* EXERCISE DETAILS: From the listing below, extract each entry exactly as written, minus the images.

[Dataset items]

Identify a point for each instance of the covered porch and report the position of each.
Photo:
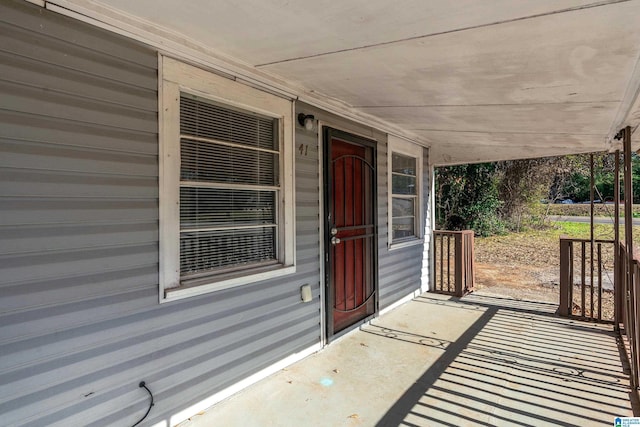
(441, 360)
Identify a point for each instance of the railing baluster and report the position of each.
(583, 282)
(600, 282)
(457, 253)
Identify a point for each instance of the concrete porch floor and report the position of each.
(442, 361)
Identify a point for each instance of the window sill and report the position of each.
(241, 279)
(406, 243)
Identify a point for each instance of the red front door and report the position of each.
(351, 238)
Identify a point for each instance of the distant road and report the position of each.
(596, 220)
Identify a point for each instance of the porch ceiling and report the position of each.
(474, 81)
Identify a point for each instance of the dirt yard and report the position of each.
(525, 266)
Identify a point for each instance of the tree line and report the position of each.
(492, 198)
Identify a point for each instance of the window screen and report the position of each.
(229, 184)
(404, 196)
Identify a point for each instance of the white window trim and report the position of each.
(404, 147)
(176, 77)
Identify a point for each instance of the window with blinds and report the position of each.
(404, 198)
(229, 185)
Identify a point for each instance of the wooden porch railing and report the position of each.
(587, 279)
(579, 298)
(454, 273)
(627, 315)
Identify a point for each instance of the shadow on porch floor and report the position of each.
(437, 360)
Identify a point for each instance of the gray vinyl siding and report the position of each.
(81, 325)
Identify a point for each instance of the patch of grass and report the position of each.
(579, 209)
(539, 248)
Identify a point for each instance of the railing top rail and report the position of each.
(452, 233)
(575, 239)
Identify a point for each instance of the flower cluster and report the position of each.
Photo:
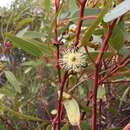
(72, 60)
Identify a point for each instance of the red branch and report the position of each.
(113, 71)
(82, 6)
(60, 100)
(96, 73)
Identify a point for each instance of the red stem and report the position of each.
(96, 73)
(60, 100)
(82, 6)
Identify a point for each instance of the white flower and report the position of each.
(72, 60)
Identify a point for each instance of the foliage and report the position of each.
(62, 66)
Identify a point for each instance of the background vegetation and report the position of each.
(33, 36)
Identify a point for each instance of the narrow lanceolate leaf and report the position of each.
(13, 81)
(27, 46)
(33, 34)
(116, 12)
(117, 38)
(88, 33)
(72, 109)
(23, 23)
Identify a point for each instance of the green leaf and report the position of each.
(27, 46)
(117, 38)
(33, 34)
(88, 33)
(47, 4)
(13, 81)
(73, 6)
(23, 23)
(33, 63)
(101, 94)
(124, 96)
(85, 126)
(65, 127)
(72, 109)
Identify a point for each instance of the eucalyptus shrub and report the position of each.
(65, 65)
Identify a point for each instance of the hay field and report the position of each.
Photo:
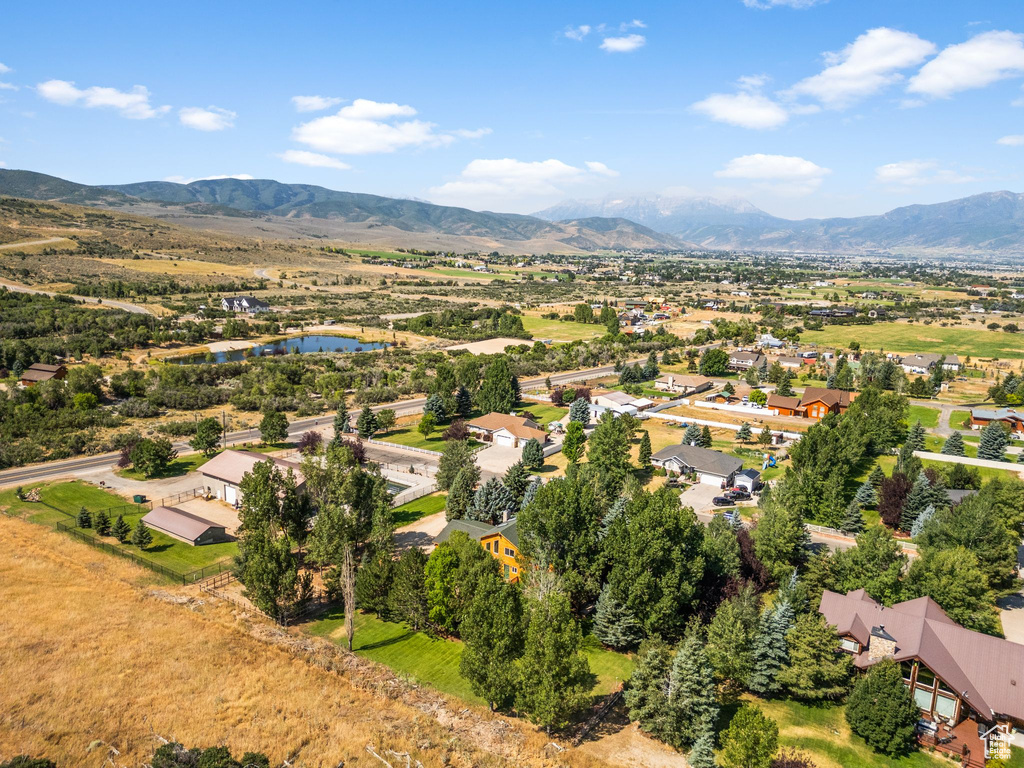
(92, 653)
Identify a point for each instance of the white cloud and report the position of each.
(507, 179)
(864, 67)
(908, 173)
(314, 103)
(600, 169)
(188, 180)
(744, 109)
(206, 119)
(313, 160)
(623, 44)
(133, 104)
(367, 127)
(578, 33)
(981, 60)
(780, 173)
(766, 4)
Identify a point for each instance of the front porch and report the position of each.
(961, 739)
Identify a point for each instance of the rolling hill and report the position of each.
(273, 199)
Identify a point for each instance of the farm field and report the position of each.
(905, 337)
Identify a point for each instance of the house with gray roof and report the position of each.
(711, 467)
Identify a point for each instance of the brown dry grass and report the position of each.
(92, 653)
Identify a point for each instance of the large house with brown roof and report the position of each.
(968, 685)
(503, 429)
(223, 473)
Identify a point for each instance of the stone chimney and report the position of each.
(882, 644)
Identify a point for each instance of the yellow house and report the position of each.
(503, 544)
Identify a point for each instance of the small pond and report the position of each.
(300, 344)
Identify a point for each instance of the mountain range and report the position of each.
(987, 222)
(991, 221)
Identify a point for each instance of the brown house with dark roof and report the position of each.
(38, 372)
(969, 686)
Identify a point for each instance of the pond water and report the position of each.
(300, 344)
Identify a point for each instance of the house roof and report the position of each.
(986, 671)
(178, 522)
(230, 466)
(828, 396)
(473, 528)
(702, 460)
(517, 425)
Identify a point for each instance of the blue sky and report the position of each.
(805, 109)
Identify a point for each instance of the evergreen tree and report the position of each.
(644, 453)
(993, 442)
(121, 529)
(853, 521)
(866, 496)
(954, 445)
(771, 653)
(435, 407)
(691, 697)
(573, 442)
(366, 425)
(532, 454)
(614, 625)
(554, 676)
(493, 631)
(915, 436)
(141, 537)
(882, 711)
(692, 435)
(461, 495)
(817, 669)
(463, 401)
(341, 425)
(580, 411)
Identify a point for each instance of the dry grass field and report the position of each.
(95, 657)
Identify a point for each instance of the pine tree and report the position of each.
(691, 695)
(954, 445)
(915, 436)
(993, 442)
(141, 537)
(771, 652)
(866, 495)
(580, 411)
(121, 529)
(366, 425)
(919, 524)
(853, 519)
(692, 435)
(614, 625)
(644, 453)
(532, 454)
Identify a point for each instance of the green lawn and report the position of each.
(907, 337)
(422, 507)
(823, 733)
(435, 662)
(60, 503)
(929, 417)
(568, 331)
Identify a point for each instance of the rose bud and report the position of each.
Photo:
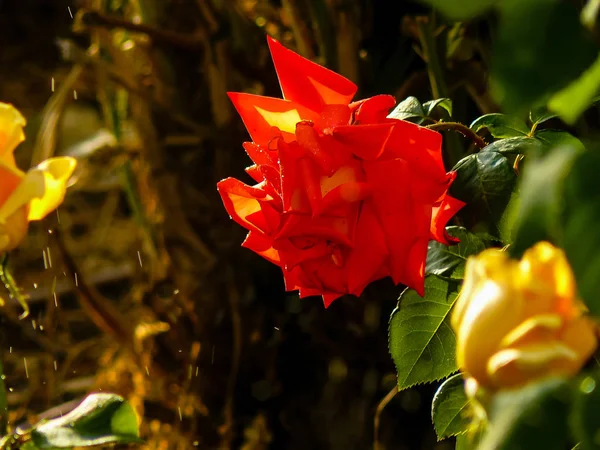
(26, 196)
(519, 321)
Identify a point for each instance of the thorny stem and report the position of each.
(459, 128)
(380, 407)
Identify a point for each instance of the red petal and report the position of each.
(442, 213)
(307, 83)
(365, 141)
(255, 173)
(292, 186)
(329, 298)
(259, 155)
(420, 146)
(373, 110)
(369, 252)
(344, 194)
(291, 255)
(333, 116)
(262, 245)
(406, 222)
(336, 229)
(311, 180)
(260, 114)
(248, 206)
(309, 141)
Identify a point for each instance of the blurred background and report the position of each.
(138, 285)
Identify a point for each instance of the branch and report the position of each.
(380, 407)
(97, 19)
(459, 128)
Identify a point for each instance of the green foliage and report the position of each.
(573, 100)
(530, 62)
(584, 417)
(485, 182)
(421, 341)
(501, 125)
(541, 193)
(449, 261)
(99, 419)
(579, 221)
(412, 110)
(462, 9)
(450, 408)
(444, 103)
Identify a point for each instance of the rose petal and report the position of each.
(260, 114)
(9, 180)
(372, 110)
(441, 214)
(11, 132)
(405, 221)
(333, 116)
(336, 229)
(369, 252)
(255, 173)
(307, 83)
(293, 193)
(365, 141)
(308, 140)
(262, 245)
(420, 147)
(248, 206)
(259, 155)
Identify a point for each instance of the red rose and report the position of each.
(345, 196)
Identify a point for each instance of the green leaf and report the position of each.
(514, 146)
(540, 115)
(554, 138)
(421, 341)
(540, 47)
(444, 103)
(532, 418)
(572, 101)
(581, 234)
(584, 418)
(485, 182)
(408, 108)
(450, 408)
(450, 259)
(99, 419)
(540, 199)
(462, 9)
(501, 125)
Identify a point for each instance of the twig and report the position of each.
(380, 407)
(236, 322)
(459, 128)
(97, 19)
(99, 309)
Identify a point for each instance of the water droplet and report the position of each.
(588, 385)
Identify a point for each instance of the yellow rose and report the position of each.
(26, 196)
(517, 321)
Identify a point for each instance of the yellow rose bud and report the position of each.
(26, 196)
(517, 321)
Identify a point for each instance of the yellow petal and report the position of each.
(512, 367)
(10, 177)
(11, 132)
(56, 173)
(42, 188)
(537, 328)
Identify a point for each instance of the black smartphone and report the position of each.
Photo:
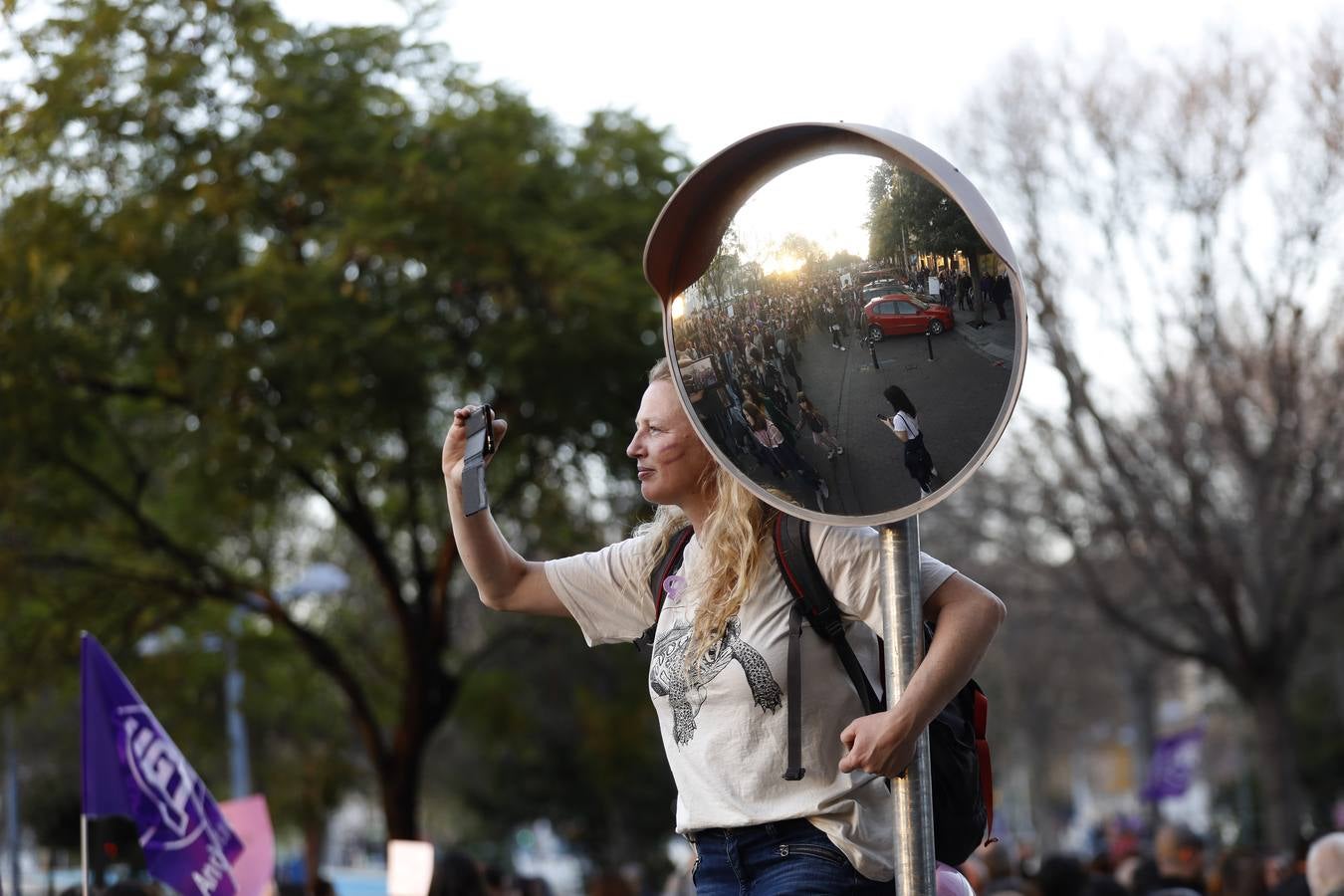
(480, 445)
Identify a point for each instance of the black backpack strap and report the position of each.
(803, 579)
(794, 772)
(664, 567)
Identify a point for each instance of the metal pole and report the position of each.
(84, 853)
(239, 768)
(902, 626)
(11, 802)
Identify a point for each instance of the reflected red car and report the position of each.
(903, 314)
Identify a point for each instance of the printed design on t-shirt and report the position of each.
(686, 689)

* EXPECTED ANSWER:
Identify a point for each instance of the covered porch and report the position of each.
Photo:
(441, 360)
Identify a point for each instance of the railing baluster and report the position of each.
(583, 282)
(600, 282)
(457, 253)
Identify a point for each instance of the concrete porch floor and report the position of each.
(442, 361)
Identify a point for each instance of the window sill and report the position of each.
(241, 279)
(406, 243)
Identify a point for each instance of the red front door and report the position of each.
(351, 238)
Identify a point for each instance of the distant road and report the position of each.
(596, 220)
Identify a point for each instance of the porch ceiling and report the position of each.
(474, 81)
Identify a point for each instance of the dirt yard and report the position of each.
(525, 266)
Identify a point for each instance of the tree line and report the position of each.
(492, 198)
Identify a point for each instance of the window screen and report the position of each.
(229, 184)
(404, 196)
Identify a point for each instance of the white window trim and report the position of each.
(404, 147)
(176, 77)
Identify a point for each instance of the window with blinds and report the position of each.
(404, 198)
(229, 185)
Identify a point for each instance of the wooden porch railing and report the position of each.
(587, 279)
(579, 298)
(454, 273)
(627, 315)
Identify a point for each instance of the shadow on porch floor and report the position of each.
(437, 360)
Identify a point for each instance of the gray vinyl siding and report the position of each.
(81, 325)
Identify a point for each instance of the patch of grass and report the position of each.
(579, 209)
(539, 248)
Identify a point for each instance of the railing top rail and report the position of each.
(452, 233)
(575, 239)
Identify a point for each instance of the flower cluster and report the position of each.
Photo:
(72, 60)
Identify a point for each instance of the red branch and report the position of each.
(113, 71)
(82, 6)
(60, 100)
(96, 73)
Identify a point for each instance of the red stem and report the position of each.
(96, 73)
(60, 100)
(82, 6)
Identify a point for each instance of the white flower and report the position of each.
(72, 60)
Identify a point for each instance of the foliage and report the position of each.
(62, 66)
Identify a point for each instance of the background vegetation and report the position of each.
(33, 36)
Identify a point for each instance of the narrow lanceolate leaf and report the position of each.
(13, 81)
(27, 46)
(33, 34)
(116, 12)
(117, 38)
(88, 33)
(72, 109)
(23, 23)
Identify a point for each instance of the green leaf and report the position of each.
(27, 46)
(117, 38)
(33, 34)
(88, 33)
(47, 4)
(13, 81)
(73, 6)
(23, 23)
(33, 63)
(101, 94)
(124, 96)
(85, 126)
(65, 127)
(72, 109)
Identify a point for each instance of the eucalyptus shrub and report the position of each.
(65, 65)
Identify a point for each instance of the hay field and report the position of each.
Photo:
(92, 653)
Identify a point for each instance of the white cloud and report the position of each.
(507, 179)
(864, 67)
(908, 173)
(314, 103)
(600, 169)
(188, 180)
(744, 109)
(206, 119)
(313, 160)
(623, 44)
(133, 104)
(367, 127)
(578, 33)
(981, 60)
(780, 173)
(766, 4)
Identify a point for each instance of the front porch and report the position of each.
(961, 739)
Identify a point for each instance of the rolling hill and report the position of each.
(273, 199)
Identify a point for each instance of the farm field and report the position of each.
(905, 337)
Identify a point for each instance of the house with gray roof and report the position of each.
(711, 467)
Identify a point for each instance of the brown dry grass and report the position of each.
(92, 653)
Identify a point for each instance of the large house with brown roof and report the position of each.
(968, 685)
(503, 429)
(223, 473)
Identify a point for each instance of the stone chimney and report the position of each.
(882, 644)
Identify a point for each instance of the yellow house and report the position of each.
(503, 544)
Identify a point for each instance of the small pond and report the position of each.
(300, 344)
Identify a point for each instance of the mountain range and report the position of each.
(987, 222)
(991, 221)
Identify a point for each instance of the brown house with dark roof and report the position of each.
(38, 372)
(969, 686)
Identify a point for each instance of the pond water and report the position of each.
(300, 344)
Identify a point for each instance of the house roof and report the position of each.
(986, 671)
(178, 522)
(230, 466)
(828, 396)
(473, 528)
(702, 460)
(517, 425)
Identify a point for each instance of the blue sky and report the position of each.
(805, 109)
Identify a point for each instance of the evergreen tree and report the position of each.
(644, 453)
(993, 442)
(121, 529)
(853, 521)
(866, 496)
(954, 445)
(771, 653)
(435, 407)
(691, 697)
(573, 442)
(366, 425)
(532, 454)
(614, 625)
(554, 676)
(493, 631)
(915, 436)
(141, 537)
(882, 711)
(692, 435)
(461, 495)
(817, 669)
(463, 401)
(341, 425)
(580, 411)
Identify a point for each instance of the dry grass field and report the position of each.
(95, 657)
Identify a point for each instance of the pine tree and report the position of each.
(691, 695)
(954, 445)
(915, 436)
(993, 442)
(141, 537)
(771, 652)
(866, 495)
(580, 411)
(121, 529)
(366, 425)
(919, 524)
(853, 519)
(692, 435)
(614, 625)
(644, 453)
(532, 454)
Identify a point for each instance of the green lawn and report the position of each.
(907, 337)
(422, 507)
(823, 733)
(435, 662)
(60, 503)
(929, 417)
(568, 331)
Identify a point for each instance of the rose bud and report the position of each.
Photo:
(26, 196)
(519, 321)
Identify a point for each instance of the thorny stem and report the position of each.
(459, 128)
(380, 407)
Identify a point for each instance of the red petal and report the position of each.
(442, 213)
(307, 83)
(365, 141)
(255, 173)
(292, 186)
(329, 298)
(259, 155)
(420, 146)
(373, 110)
(369, 252)
(344, 194)
(291, 255)
(333, 116)
(262, 245)
(406, 222)
(336, 229)
(311, 180)
(260, 114)
(248, 206)
(309, 141)
Identify a point for each instance of the blurred background and report the position of each.
(138, 285)
Identify a point for each instance of the branch and report the position of each.
(380, 407)
(97, 19)
(459, 128)
Identify a point for each instance of the green foliage and report the position of each.
(573, 100)
(530, 62)
(584, 417)
(485, 182)
(421, 341)
(501, 125)
(541, 193)
(449, 261)
(99, 419)
(579, 221)
(412, 110)
(462, 9)
(450, 408)
(444, 103)
Identify a point for each instance of the rose petal and report the position of each.
(260, 114)
(9, 180)
(372, 110)
(441, 214)
(11, 132)
(405, 221)
(333, 116)
(336, 229)
(369, 252)
(255, 173)
(307, 83)
(293, 193)
(365, 141)
(308, 140)
(262, 245)
(420, 147)
(248, 206)
(259, 155)
Identify a point for each instance of the red rose and report the position of each.
(345, 196)
Identify a point for each instance of the green leaf and report the position of each.
(514, 146)
(540, 115)
(554, 138)
(421, 341)
(540, 47)
(444, 103)
(532, 418)
(572, 101)
(581, 234)
(584, 418)
(485, 182)
(408, 108)
(450, 408)
(450, 259)
(99, 419)
(540, 199)
(462, 9)
(501, 125)
Identify a point for each instance of the twig and report the position of each.
(380, 407)
(236, 322)
(459, 128)
(97, 19)
(99, 309)
Identify a point for each instance of the water droplet and report the position of each.
(588, 385)
Identify a point for each instance of the yellow rose and report the position of each.
(26, 196)
(517, 321)
Identify a point for each instance of the yellow rose bud and report the position of each.
(26, 196)
(517, 321)
Identify a point for each instance of the yellow petal and report the position of each.
(512, 367)
(10, 177)
(11, 132)
(56, 173)
(42, 188)
(537, 328)
Identify a point for each instance of the black smartphone and report the position of each.
Photo:
(480, 445)
Identify a point for each instance of the black backpack strap and report the position of each.
(803, 579)
(794, 772)
(664, 567)
Identify a point for each instance of the metal pole and report the position of each.
(84, 853)
(239, 768)
(902, 626)
(11, 802)
Identify a point for each instance of the reflected red car and report the position of each.
(903, 314)
Identify a point for each instance of the printed design on t-shirt and report the position of each.
(686, 689)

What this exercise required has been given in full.